Putting aside other recent events involving contaminated bodies of salt water, this was enough to convince me that we cannot rely on the powers that be to deliver us with our means of survival. As our nation begins to lack the means of supplying large amounts of safe water to every community, we should take our own initiative to learn how to filter our own water, should we ever need to.
Filtering your water is fairly easy, and requires few supplies, many of which can be found in nature (such as sand and gravel). Knowing how to filter your own water, therefore is not only a handy skill should your water supply become contaminated, but is also great to know for camping purposes, and purifying fresh running water.
You can make a complete filtration system with a variety of supplies. Basically you need two containers (one on top of the other), the top one to hold the dirty water, and the bottom one to hold the filtered water. There is a small hole in the top container which drains the dirty water into the bottom container. In the bottom container are layers of filtering substances, such as charcoal, sand, grit, cotton, fibrous materials, and rocks. These materials should be layered from the coarsest materials to the finest, and then a layer of coarse rocks at the bottom. From the bottom of this bucket a pipe or tube should run out. This acts as a spigot from which clean filtered water will flow.
It might also be a good idea to boil this water, in addition to filtering out any sediment or large matter. This will kill any existing bacteria that were not filtered out by the charcoal.
Follow the link for a more exact, technical explanation of how to filter your own water. It may help you someday, when our current water system cannot.

Economic collapse?

Dmitry Orlov has unique insight into the nature of our political and economic systems. He spent much of his childhood in the Soviet Union during the collapse, but has also lived in the United States, and traveled widely. His familiarity with both Soviet and American economics, politics, and culture has allowed him to provide us with a warning of the possibilities of a soviet style collapse in the near American future.
Our resources are dwindling, our "free economy" is faltering, our monetary system is weak and bloated, yet we keep treading on the same path towards our own eminent destruction. We all want "change", but we don't want our lifestyles to change. The reality of it, though, is that oil, water, gas, electricity, food, necessities, etc. do NOT exist in infinite availability, and never will. We need to adjust our lifestyles to fit our available resources now, or we will be forced to later, as our society as we know it, runs itself into the ground.

Region pointing data
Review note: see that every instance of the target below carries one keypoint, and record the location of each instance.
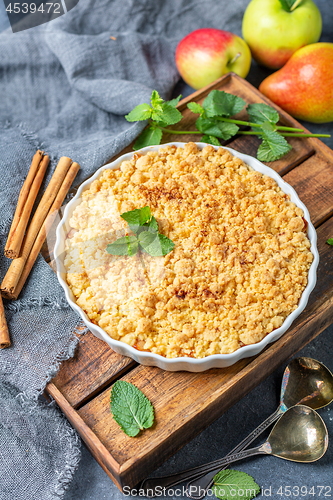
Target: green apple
(275, 29)
(207, 54)
(303, 87)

ACTIONS TO TAKE:
1. According to the excerpt, where did Dmitry Orlov spend much of his childhood?
2. Reproduce the excerpt from "Filtering your water" up to and including "fresh running water.".
3. List every filtering substance the excerpt names for the layers in the bottom container.
The listing isn't needed for any of the tasks.

PER-TASK ANSWERS:
1. In the Soviet Union during the collapse.

2.
Filtering your water is fairly easy, and requires few supplies, many of which can be found in nature (such as sand and gravel). Knowing how to filter your own water, therefore is not only a handy skill should your water supply become contaminated, but is also great to know for camping purposes, and purifying fresh running water.

3. Charcoal, sand, grit, cotton, fibrous materials, rocks